▸ CONSIGNE
Poursuivez l'article sur le Samu des Alpes-de-Haute-Provence en rédigeant la section qui suit son dernier intertitre, « Faire voyager les gens plus loin ».

▸ TEXTE SOURCE
Crise des urgences dans les Alpes-de-Haute-Provence: le Samu s'adapte à l'arrêté de régulation

45.000 dossiers de régulation médicale traités, 223.000 appels reçus depuis le début de l'année. Le Samu des Alpes-de-Haute-Provence traite tous les appels du département.
La charge de travail s'est accrue depuis que l'antenne départementale de l'Agence régionale de Santé (ARS) a pris au début du mois de mai pour répondre à la détresse des médecins urgentistes au bord de la rupture. La décision de l'ARS a eu un effet notoire en un mois puisque les admissions aux urgences ont baissé entre 15 et 20%. Dans le même temps, les régulateurs du Samu ont reçu de 10 à 12% d'appels supplémentaires.
Angoisse, stress et pleurs des usagers
Qui joignent les patients des Alpes-de-Haute-Provence qui composent le 15? Ce sont des assistants de régulation médicale. La nuit ils ne sont que deux. En journée quatre, et quand ils reçoivent un appel, il faut être efficace.
"Dans un premier temps, le but de la manœuvre, c'est de prendre le maximum d'informations en très peu de temps, surtout si les gens sont angoissés, stressés, en pleurs, nous, les trois questions que l'on va leur poser concernent leur domicile, leur adresse et leur numéro de téléphone", énumère au micro de BFM DICI, Frédéric Martin, assistant de régulation médicale au Samu 04 depuis trois ans.
Ensuite vient le tour des médecins d'évaluer la gravité de la situation et de prendre des décisions. Dans la nuit, au Samu, ils ne sont que deux: un médecin urgentiste et un médecin généraliste avec un but de régulation.
"Faire voyager les gens plus loin"

▸ DONNÉES FOURNIES
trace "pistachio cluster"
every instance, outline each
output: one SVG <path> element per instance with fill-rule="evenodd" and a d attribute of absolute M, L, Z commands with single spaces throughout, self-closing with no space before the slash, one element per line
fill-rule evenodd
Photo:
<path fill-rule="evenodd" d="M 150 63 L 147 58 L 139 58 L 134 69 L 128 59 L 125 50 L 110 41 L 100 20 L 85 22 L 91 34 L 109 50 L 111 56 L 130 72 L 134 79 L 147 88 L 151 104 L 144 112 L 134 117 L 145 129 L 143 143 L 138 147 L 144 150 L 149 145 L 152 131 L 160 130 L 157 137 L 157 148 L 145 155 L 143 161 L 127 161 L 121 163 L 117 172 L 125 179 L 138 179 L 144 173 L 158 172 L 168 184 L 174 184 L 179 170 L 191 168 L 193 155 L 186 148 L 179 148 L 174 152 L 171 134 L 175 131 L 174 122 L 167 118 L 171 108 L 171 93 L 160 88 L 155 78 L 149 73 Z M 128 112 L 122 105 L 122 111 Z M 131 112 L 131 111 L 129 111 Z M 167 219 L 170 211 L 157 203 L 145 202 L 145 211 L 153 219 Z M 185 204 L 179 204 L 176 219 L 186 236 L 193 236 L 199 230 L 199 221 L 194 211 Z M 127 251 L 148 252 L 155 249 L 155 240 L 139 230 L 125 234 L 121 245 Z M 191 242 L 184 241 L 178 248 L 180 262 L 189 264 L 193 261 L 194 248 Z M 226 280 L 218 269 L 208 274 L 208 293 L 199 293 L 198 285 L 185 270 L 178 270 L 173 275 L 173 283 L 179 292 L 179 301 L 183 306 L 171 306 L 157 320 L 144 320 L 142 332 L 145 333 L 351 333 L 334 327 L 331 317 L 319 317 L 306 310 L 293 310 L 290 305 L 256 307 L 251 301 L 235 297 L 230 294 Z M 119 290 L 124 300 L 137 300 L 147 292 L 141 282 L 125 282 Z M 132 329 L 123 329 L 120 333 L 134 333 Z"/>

---

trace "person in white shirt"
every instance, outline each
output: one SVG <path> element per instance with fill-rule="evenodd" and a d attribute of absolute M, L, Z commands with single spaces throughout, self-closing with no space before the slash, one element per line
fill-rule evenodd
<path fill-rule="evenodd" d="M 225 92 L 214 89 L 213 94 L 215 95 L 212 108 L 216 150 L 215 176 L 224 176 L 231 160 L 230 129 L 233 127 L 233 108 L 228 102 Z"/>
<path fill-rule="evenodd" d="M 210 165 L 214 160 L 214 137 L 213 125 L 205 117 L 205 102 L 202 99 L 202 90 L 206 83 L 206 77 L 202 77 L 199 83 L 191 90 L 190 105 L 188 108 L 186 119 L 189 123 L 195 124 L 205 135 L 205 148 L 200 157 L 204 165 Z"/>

▸ RÉSULTAT OBTENU
Cette mission est d'autant plus compliquée quand le soleil se couche que les centres hospitaliers sont fermés. C'est le cas dans les Alpes-de-Haute-Provence depuis un peu plus de deux ans au niveau des urgences.
"On est obligé de faire voyager les gens plus loin ou dans des secteurs qui ne sont pas les leurs. Les secteurs de proximité d'évacuation n'existent plus", déplore le docteur Philippe Karpoff, médecin urgentiste depuis 1998 à Digne-les-Bains.
Les médecins doivent gérer une succession d'appels, du stress, avec des moyens encore limités. Le docteur Frédéric Mouysset, médecin généraliste dans le département, insiste sur la difficulté des nuits.
"On va être beaucoup plus dans des situations de débrouillardises, et donc de prises de risques parce qu'on sait très bien que l'on aura beaucoup moins de moyens de transport, de réception aussi. La plupart du temps, c'est un conseil médical qu'il faut donner. Il faut trouver la tonalité, les bonnes phrases, les petits trucs pour que la personne raccroche et se sente apaisée", décrit-il à BFM DICI.
"On n'est pas assez nombreux"
Le praticien considère que de nombreux usagers sont sujets à des situations de stress plutôt qu'à une "réalité profonde d'urgence". C'est ce réflexe qui encombre souvent le système. "Ce n'est pas possible aujourd'hui d'envoyer un médecin voir quelqu'un à la maison. C'est impossible, on n'est pas assez nombreux, on est même obligé de fermer des urgences. C'est complètement impossible", ajoute-t-il.
À l'heure des choix, les médecins décident d'orientations, peuvent tenter de régler les problèmes sur place, faire appel à des moyens supplémentaires ou les annuler.
Ce mardi 10 juin, en soirée, les urgences de Manosque étaient fermées dès 20h30, celles de Digne-les-Bains et Sisteron sont restées ouvertes sous régulation.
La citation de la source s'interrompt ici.